* [Set tasks]
• a. Summarize the forum thread about kayaks for big paddlers in two sentences.
• b. Carry the forum thread about kayaks for big paddlers forward from its final line.

:: Document text

# Boat for REALLY BIG guy!!!



## forester (May 11, 2004)

Demo a Wavesport Super EZ. I'm a big guy too... I'm 6'2" and go 230 w/ size 13 feet... great boat!!


----------



## canuck (May 18, 2004)

Thanks Forester. A quick question: If a boat's capacity is for example 240lbs, will my 320lbs cause its hydrodynamics to be screwed up?


----------



## akahn (Jan 28, 2004)

*Hydrodynamics*

The quick answer is yes, you're outside the specs.
But you have to get in the boat to see if you're so far outside the specs that you don't like how the boat reacts.

I'm really short - 26 inch inseam - size 8 feet - I can pretty much paddle a matchbox. But I don't like most really small boats because at 180 lbs the small boats are really really SLOW. I end up pushing a lot of water.

If you find a boat you like, let me know. The guitarist in my band is looking for a boat for the bigger man. He's 6'5" and solid.

I second the vote for trying out a Super EZ btw.


----------



## canuck (May 18, 2004)

*Re: Hydrodynamics*



akahn said:


> The quick answer is yes, you're outside the specs.
> But you have to get in the boat to see if you're so far outside the specs that you don't like how the boat reacts.
> 
> I'm really short - 26 inch inseam - size 8 feet - I can pretty much paddle a matchbox. But I don't like most really small boats because at 180 lbs the small boats are really really SLOW. I end up pushing a lot of water.
> ...


Thanks akahn, I'll keep you posted. Anyone know anything about Riot Kayaks?


----------



## Rioter (Feb 5, 2004)

I'd try a Liquid Logic Airhead. That thing is a barge


----------



## pbowman (Feb 24, 2004)

Another option would be a Wavesport Y, or other large creek boat. I think the spec on the Y states a weight capacity of 300+, and the largest Pyranha H3 or Riot Big Gun is probably the same. You can't throw ends, but it will get you out of that rubber barge.

I am 6'1", 230 +/-, and sz 13 feet. I have a Wavesport Z that fits great for big water, and a Super EZ for more fun stuff. The Super will probably fit you in the legs and seat, but the waterline will probably be very off due to your weight. Can't hurt to give it a try. Later.


----------



## LSB (Mar 23, 2004)

be careful of anything that has sharp chines
it may be too edgy for a beginner to have fun in
i am 6' 250 and paddle a WS Godzilla for a river runner


----------



## Holebait (May 2, 2004)

*Another option*

Also might want to try the Wavesport Diesel. Super sweet boat for river running.

-D


----------



## Paul (Oct 11, 2003)

::::
:: Entries provided

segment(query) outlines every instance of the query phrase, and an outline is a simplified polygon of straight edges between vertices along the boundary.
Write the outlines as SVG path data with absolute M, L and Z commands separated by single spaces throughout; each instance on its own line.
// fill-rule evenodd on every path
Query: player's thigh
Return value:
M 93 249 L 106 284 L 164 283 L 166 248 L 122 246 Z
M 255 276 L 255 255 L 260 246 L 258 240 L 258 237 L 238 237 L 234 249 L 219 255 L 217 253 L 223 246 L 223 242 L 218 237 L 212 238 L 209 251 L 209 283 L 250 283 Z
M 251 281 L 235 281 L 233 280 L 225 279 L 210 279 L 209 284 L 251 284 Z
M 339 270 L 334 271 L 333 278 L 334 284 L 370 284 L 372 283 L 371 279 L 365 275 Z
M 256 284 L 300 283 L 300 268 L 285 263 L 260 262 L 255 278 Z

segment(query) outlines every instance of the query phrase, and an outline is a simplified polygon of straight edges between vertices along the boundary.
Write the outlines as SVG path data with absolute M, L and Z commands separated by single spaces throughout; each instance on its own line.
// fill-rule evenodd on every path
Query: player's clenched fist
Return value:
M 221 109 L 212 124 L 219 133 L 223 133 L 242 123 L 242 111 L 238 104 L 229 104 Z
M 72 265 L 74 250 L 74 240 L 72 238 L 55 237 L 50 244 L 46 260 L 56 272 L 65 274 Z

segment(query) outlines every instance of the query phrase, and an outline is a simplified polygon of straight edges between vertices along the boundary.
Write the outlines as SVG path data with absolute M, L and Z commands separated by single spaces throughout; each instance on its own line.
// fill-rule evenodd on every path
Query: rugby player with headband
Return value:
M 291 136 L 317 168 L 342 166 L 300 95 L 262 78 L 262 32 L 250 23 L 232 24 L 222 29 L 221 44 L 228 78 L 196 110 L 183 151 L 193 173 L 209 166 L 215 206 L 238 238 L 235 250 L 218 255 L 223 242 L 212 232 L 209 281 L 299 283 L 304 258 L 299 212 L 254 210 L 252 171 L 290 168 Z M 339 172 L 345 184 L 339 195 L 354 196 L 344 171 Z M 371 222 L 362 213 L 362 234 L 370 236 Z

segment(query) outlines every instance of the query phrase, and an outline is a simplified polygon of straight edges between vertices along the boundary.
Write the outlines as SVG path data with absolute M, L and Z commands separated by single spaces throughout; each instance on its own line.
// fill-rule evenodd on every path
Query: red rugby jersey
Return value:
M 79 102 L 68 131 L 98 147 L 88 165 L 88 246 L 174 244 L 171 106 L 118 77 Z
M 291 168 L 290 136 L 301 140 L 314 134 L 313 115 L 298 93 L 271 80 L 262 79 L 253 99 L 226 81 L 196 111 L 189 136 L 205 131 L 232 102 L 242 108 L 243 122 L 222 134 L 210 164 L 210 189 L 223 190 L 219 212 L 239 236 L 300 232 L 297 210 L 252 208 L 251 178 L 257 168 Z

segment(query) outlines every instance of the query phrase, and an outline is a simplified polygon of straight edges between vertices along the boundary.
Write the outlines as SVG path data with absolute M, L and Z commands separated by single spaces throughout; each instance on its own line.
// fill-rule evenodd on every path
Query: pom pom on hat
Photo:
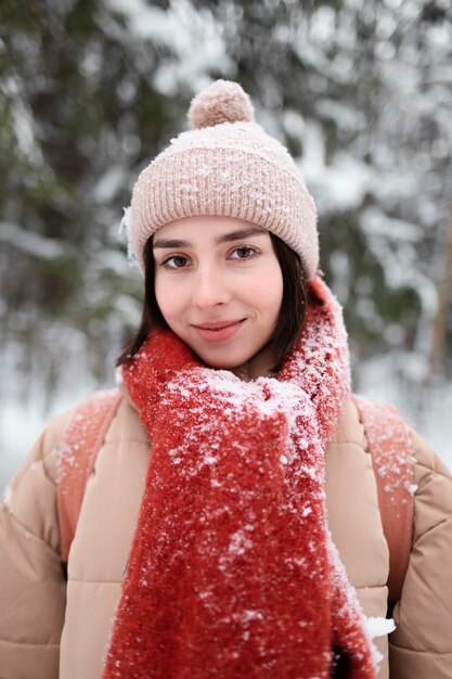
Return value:
M 217 80 L 192 100 L 188 113 L 192 130 L 222 123 L 253 123 L 255 110 L 238 82 Z

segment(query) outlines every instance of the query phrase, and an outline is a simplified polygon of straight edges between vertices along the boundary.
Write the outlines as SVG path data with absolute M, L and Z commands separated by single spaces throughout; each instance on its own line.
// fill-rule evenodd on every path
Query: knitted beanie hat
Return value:
M 255 123 L 237 82 L 217 80 L 195 97 L 190 131 L 171 140 L 140 174 L 129 238 L 144 270 L 147 239 L 183 217 L 235 217 L 268 229 L 300 257 L 307 279 L 319 266 L 317 210 L 287 150 Z

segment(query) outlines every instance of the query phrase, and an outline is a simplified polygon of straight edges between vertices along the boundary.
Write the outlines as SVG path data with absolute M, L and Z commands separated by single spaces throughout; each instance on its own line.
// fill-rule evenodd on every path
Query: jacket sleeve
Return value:
M 452 476 L 411 430 L 413 543 L 389 638 L 391 679 L 452 677 Z
M 57 679 L 66 581 L 60 554 L 55 448 L 69 414 L 30 450 L 0 502 L 1 679 Z

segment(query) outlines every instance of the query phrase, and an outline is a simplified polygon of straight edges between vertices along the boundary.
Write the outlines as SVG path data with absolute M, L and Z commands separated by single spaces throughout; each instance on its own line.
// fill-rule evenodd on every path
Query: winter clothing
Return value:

::::

* [Responses in order]
• a. One poster who weighs 320 pounds asks whether going over a kayak's listed weight capacity will affect its hydrodynamics, and a reply says it will, though only getting in the boat shows whether the handling is acceptable. Other posters suggest the Wavesport Super EZ, the Liquid Logic Airhead, the Wavesport Y or another large creek boat, and the Wavesport Diesel, and one warns that boats with sharp chines may be too edgy for a beginner.

• b.
*another way to approach this*

In order for anything to float, it has to displace its weight in water. Therefore, if you weigh 320 lbs, and the boat and gear adds another 50 lbs, you need a boat to displace at least 370 lbs of water. Water weighs about 8.33 lbs per gallon, so the boat will have to displace 44 gallons. That means 44 gallons will have to be below the water line. Ideally, you probably want as much boat above water as below, so you'd be looking at a 88 gallon boat. This probably puts you well into the creek boat range:
Pyranha H3 255 (or M3 or G??), Prijon Embudo, Wavesport Y, etc.

Hope this helps.


----------



## peterB (Nov 21, 2003)

Hey who let the smart guy on here? Always the advocate for my brothers boats here is a web page about the Gus http://www.liquidlogickayaks.com/products/gus.html and the Hoss http://www.liquidlogickayaks.com/products/hoss.html. Both are designed to be forgiving but for you I would not worry about the chines which are the bottom edge of the boat it is how much your tail is sinking and the top edges of the boat. Otherwise Prijon makes a boat called the Yukon that is actually a whitewater touring boat. It has hatches for storing stuff. My friend will has paddled about every river in the west in it and did an enormous ender in LIttle D in it. http://www.wildnet.com/

Hope to see you out there.

Peter


----------



## mthurman (Jan 19, 2004)

My best friend is about your size and to get into a boat since 1998 has always been an interesting experience. You definitely want to hit a boat shop to see what you will and won't fit into given today's focus on making the cockpit really snug. My friend can't fit into some of the newer boats without having to rip out all the factory fitting. 

The displacement is also a real point. Mt friend has a Z and it looks like a squirt boat depenging on how much gear he has on and where his weight is. At 300+ and early season gear, his edges are at or below the water line. 

Most of the boats listed are great boats. But more than anything, don't let some 160+ guy at a boat shop talk you into the latest play boat for big guys without you be able to try it out. Edges for you will be different than guys who are used to being in the target weight zone.

You will likely be better off getting a bigg older boat, learning the basics and then have the understanding to get into the newer school boats. Andy can just rip the hell out of the old school boats and do some vertical work in them. I remember when the rpm max came out, watching him just rip the hell out of it. 

Have fun,
Mike


----------



## canuck (May 18, 2004)

A big thank you to everyone. I'll be heading to the boat shops this weekend to try things out. Cheers


----------



## 217 (Oct 27, 2003)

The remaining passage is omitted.